● **Brief**:
Reproduce the items below verbatim, line for line, and omit the pictures from your output.

● **Material for this exercise**:
=====

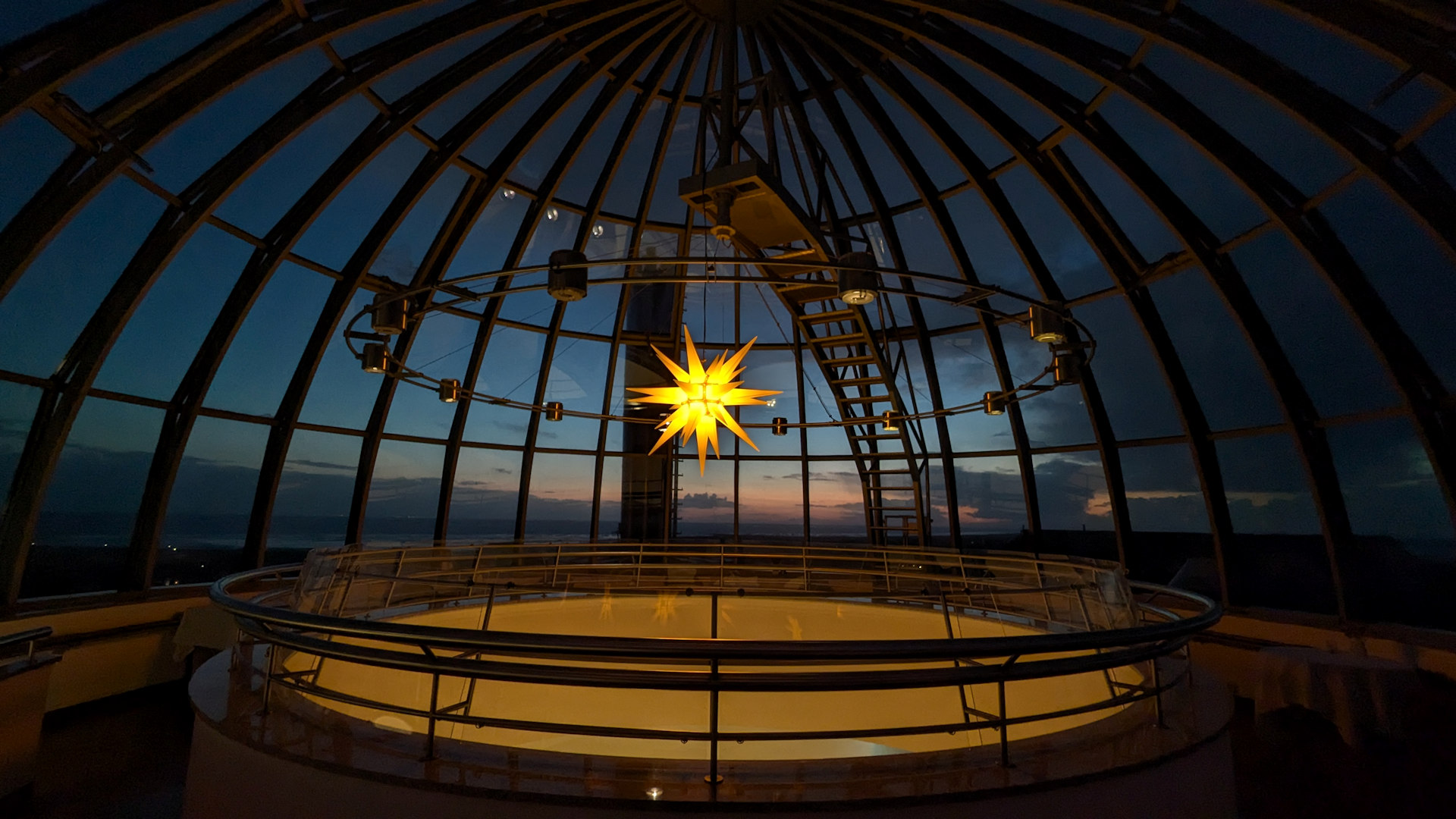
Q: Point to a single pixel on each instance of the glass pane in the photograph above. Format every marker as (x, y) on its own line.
(1277, 557)
(1216, 199)
(1072, 491)
(265, 352)
(159, 341)
(770, 499)
(350, 219)
(268, 191)
(1213, 350)
(560, 504)
(1404, 558)
(209, 134)
(836, 500)
(403, 494)
(511, 366)
(1404, 264)
(487, 488)
(313, 494)
(1329, 356)
(18, 406)
(341, 392)
(212, 499)
(441, 350)
(57, 295)
(1163, 490)
(1133, 388)
(1071, 260)
(91, 504)
(42, 148)
(990, 499)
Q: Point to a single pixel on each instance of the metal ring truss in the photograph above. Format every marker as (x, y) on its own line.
(970, 297)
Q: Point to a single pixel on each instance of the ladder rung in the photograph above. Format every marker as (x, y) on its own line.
(830, 316)
(856, 382)
(842, 340)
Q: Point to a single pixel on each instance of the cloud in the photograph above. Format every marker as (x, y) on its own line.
(704, 500)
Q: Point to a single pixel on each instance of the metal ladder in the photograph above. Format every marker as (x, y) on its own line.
(859, 378)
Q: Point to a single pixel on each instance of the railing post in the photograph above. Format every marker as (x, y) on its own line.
(268, 667)
(435, 706)
(712, 779)
(1158, 694)
(1001, 694)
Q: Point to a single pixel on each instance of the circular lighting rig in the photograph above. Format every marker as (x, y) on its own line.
(1071, 344)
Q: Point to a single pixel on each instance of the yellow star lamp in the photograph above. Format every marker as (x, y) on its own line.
(701, 398)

=====

● **Answer in full**:
Q: Point to a single pixel on each instance of the glass pane in the photograph above. Format every marker as (x, y) on its own line.
(1277, 557)
(1216, 199)
(1072, 491)
(265, 352)
(159, 341)
(770, 499)
(350, 219)
(268, 191)
(1213, 350)
(560, 504)
(1404, 558)
(209, 134)
(836, 500)
(403, 494)
(511, 366)
(1404, 264)
(487, 488)
(313, 494)
(1329, 356)
(18, 406)
(341, 392)
(212, 499)
(441, 350)
(57, 295)
(1163, 490)
(1133, 388)
(1071, 260)
(91, 504)
(42, 148)
(990, 499)
Q: Point to a single pixel on each instance of the metal ring truss in the photograph above. Format every marker as (x, y) on its own line.
(970, 297)
Q: Point to a single pixel on each instance of the ladder rung in the photograph above. Format every marker as (x, y) on its own line.
(830, 316)
(856, 382)
(842, 340)
Q: Point to a single pixel on each instance of the cloud in the photograph above. Format every marker as (x, y) on its own line.
(704, 500)
Q: Point to a single pixel on each instance of the metal ladder in the photograph above. Format every marker as (x, y) on its own line.
(859, 378)
Q: Point to a single pixel on each instance of the railing post in the photograph above. Format every marker as (x, y) on its own line.
(268, 667)
(435, 706)
(712, 779)
(1158, 694)
(1001, 694)
Q: Point to a single pixel on each instance of the circular lighting rig in the photograph above. Format every marker as (x, y) on its own line.
(1071, 344)
Q: Point to a single pixel on each instance of the yellow star lamp in the photograph above. Format every marker as (x, y) on its own line.
(701, 398)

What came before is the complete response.